TASK ITEM:
Give back the full set of entries that follows, exactly as written.

SOURCE MATERIAL:
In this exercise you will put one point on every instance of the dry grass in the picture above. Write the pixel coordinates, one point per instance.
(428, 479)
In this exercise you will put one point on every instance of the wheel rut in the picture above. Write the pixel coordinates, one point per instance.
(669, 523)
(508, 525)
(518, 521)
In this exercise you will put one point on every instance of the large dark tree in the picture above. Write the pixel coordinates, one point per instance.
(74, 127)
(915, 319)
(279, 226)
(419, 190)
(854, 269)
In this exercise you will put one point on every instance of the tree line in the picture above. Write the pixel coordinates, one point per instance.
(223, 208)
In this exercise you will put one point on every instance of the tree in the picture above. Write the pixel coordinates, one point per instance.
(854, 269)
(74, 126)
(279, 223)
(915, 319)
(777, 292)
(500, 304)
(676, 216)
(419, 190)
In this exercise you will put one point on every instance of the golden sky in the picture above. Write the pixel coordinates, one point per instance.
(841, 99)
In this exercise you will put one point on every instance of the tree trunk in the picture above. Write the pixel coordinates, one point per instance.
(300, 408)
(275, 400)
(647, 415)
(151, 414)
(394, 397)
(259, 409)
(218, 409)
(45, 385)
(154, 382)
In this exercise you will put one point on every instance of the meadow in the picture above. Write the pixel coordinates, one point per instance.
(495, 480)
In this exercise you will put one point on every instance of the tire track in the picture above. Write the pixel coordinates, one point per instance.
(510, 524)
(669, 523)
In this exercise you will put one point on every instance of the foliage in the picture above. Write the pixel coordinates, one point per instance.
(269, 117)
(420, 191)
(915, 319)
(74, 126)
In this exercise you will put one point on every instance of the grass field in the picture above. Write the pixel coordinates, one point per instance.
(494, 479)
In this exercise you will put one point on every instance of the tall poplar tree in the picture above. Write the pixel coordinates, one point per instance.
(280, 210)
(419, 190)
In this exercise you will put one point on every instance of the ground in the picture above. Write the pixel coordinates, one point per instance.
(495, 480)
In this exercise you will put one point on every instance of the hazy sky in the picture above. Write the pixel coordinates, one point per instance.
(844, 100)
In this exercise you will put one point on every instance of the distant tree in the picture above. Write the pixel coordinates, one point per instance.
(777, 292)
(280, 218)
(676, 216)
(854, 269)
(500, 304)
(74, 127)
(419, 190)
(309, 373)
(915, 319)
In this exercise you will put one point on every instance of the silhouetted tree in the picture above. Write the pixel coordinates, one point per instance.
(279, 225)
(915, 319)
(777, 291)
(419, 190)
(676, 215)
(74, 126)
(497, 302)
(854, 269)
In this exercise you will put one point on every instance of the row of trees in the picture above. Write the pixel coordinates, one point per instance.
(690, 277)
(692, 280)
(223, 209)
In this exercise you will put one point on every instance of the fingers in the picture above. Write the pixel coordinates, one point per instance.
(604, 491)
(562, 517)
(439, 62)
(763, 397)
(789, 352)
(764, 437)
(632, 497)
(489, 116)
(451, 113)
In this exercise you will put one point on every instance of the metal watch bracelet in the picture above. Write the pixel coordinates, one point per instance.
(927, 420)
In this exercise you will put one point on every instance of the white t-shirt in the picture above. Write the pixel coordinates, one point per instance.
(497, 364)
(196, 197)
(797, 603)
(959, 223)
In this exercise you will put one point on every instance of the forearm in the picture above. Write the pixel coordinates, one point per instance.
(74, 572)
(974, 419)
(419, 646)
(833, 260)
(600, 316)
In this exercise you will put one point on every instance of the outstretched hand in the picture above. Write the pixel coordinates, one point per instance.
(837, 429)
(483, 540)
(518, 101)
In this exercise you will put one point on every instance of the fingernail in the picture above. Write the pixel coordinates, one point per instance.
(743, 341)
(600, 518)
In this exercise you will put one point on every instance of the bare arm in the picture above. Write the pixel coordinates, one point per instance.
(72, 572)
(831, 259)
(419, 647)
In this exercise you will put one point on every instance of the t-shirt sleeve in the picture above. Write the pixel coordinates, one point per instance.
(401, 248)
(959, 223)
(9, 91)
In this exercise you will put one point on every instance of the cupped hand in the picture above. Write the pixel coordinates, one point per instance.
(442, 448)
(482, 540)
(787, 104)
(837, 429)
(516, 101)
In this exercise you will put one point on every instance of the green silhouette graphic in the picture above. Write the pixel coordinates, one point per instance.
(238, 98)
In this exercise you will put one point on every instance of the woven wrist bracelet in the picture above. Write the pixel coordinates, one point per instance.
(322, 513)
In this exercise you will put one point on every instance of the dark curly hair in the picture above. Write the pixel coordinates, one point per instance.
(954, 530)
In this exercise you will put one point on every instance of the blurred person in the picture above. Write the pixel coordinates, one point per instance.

YOUR SOLUTION:
In this exercise you will put one point on every instance of the dry grass in the picture above. Write the pixel coordinates, one point per instance.
(428, 479)
In this exercise you will put one point on every instance of the wheel rut in the picture above. Write the pixel coordinates, one point per instance.
(669, 523)
(508, 525)
(518, 521)
In this exercise you will put one point on every instance of the large dark tree in the picture above. Write the pixel coordinates, one point per instance.
(74, 127)
(915, 319)
(279, 226)
(419, 190)
(854, 269)
In this exercise you will put one point on every instance of the tree line in the picture above. Write the pixel coordinates, one point per instance.
(223, 208)
In this exercise you will put one point on every instance of the tree in the picture above. Write the pixel coordinates, one point per instance.
(854, 269)
(74, 126)
(279, 223)
(915, 319)
(777, 292)
(500, 304)
(676, 216)
(419, 190)
In this exercise you will put one point on every instance of the golden sky in the picture above. Write the pixel coordinates, one point per instance.
(841, 99)
In this exercise you will put one point on every instance of the tree trunk in the picture above. Write the pixel coordinates, one point per instance.
(300, 408)
(275, 400)
(647, 415)
(151, 414)
(394, 397)
(259, 409)
(218, 409)
(45, 385)
(154, 382)
In this exercise you will put one point on every instance of the meadow in the picture above. Write the pixel coordinates, one point per instance.
(495, 480)
In this exercise you will put one point on every instance of the tire track in the picture above. Write the pixel coordinates, one point per instance.
(510, 524)
(669, 523)
In this exercise you will put one point on every instance of the foliage in the picture above. Write the pixel coordinates, one point per instance.
(269, 117)
(420, 191)
(915, 319)
(74, 126)
In this exercise you will put one point on every instance of the grass field in the picture above. Write the pixel coordinates, one point per instance.
(494, 479)
In this exercise you will put one point on every instance of the tall poplar tree in the picture above. Write the pixel coordinates, one point per instance.
(280, 210)
(419, 190)
In this exercise you will put one point on every instance of the ground in the picture above. Write the pixel coordinates, one point per instance.
(495, 480)
In this exercise you will put one point on every instance of the hazy sky in the picture above. Write the pixel coordinates, one point per instance.
(844, 100)
In this exercise you will put one point on every instance of the distant tree in the picture above. Write the pixel coordinates, one point per instance.
(777, 292)
(280, 218)
(676, 216)
(854, 269)
(500, 304)
(74, 127)
(419, 190)
(309, 373)
(915, 319)
In this exercise you will put one point on every instance of the silhouetted tree in the picture above. Write the pixel coordinates, one point per instance.
(279, 225)
(915, 319)
(777, 291)
(419, 190)
(676, 215)
(74, 126)
(497, 302)
(854, 269)
In this exercise you will put one point on every instance of the row of trees in the picture above. Write the pixel coordinates, one point per instance.
(690, 277)
(692, 280)
(223, 209)
In this exercise you will put one point on every instance of the fingers in the picture above. Write the pixel coordinates, one point per instance.
(604, 491)
(562, 517)
(439, 62)
(763, 397)
(789, 352)
(764, 437)
(632, 497)
(489, 116)
(451, 113)
In this exercise you will put one point on every instance of the metal watch bracelet in the picture above. Write the pixel coordinates, one point per instance.
(927, 420)
In this exercise you will put one point on every instance of the white t-shirt in the picture above. Write the pixel coordinates, one point per instance.
(497, 364)
(196, 197)
(797, 603)
(959, 223)
In this exercise you will put one point on every instance of the forearm in the picture above. Write the pixel coordinates, one point per instance.
(74, 572)
(974, 419)
(419, 646)
(833, 260)
(600, 316)
In this exercise you will put one point on every instance of the outstretched hand in the picture above. Write the pixel coordinates, one point per instance.
(837, 429)
(483, 540)
(518, 101)
In this exercise you will put one point on every instance of the fingernail in the picture above. Write the pixel coordinates, one point per instance.
(743, 341)
(600, 518)
In this exercise you will put one point on every instance of the bare arm in the picture above. Write the pixel coordinates, one point per instance.
(72, 572)
(831, 259)
(419, 647)
In this exercise you will put one point on every instance of the t-shirt sleeve in the picture above. Write the pixel coordinates, one point per instance.
(401, 248)
(959, 223)
(9, 91)
In this exercise you will put one point on every instance of the cupped hand in the picture above. Write the pixel coordinates, one point per instance.
(442, 448)
(482, 540)
(787, 104)
(837, 429)
(516, 101)
In this exercise you will put one point on every instance of the green silhouette graphic in the picture above. Write the pixel coordinates, one point per instance.
(238, 98)
In this exercise you will put one point on every instance of the woven wrist bracelet in the picture above. Write the pixel coordinates, one point per instance.
(322, 513)
In this exercise you will put one point on every instance of the dark curly hair in the picture above. Write the pixel coordinates, one point per instance.
(954, 530)
In this exercise you will put one point on every instance of the blurred person in the picture above. Write the pixel coordinates, one point per instance.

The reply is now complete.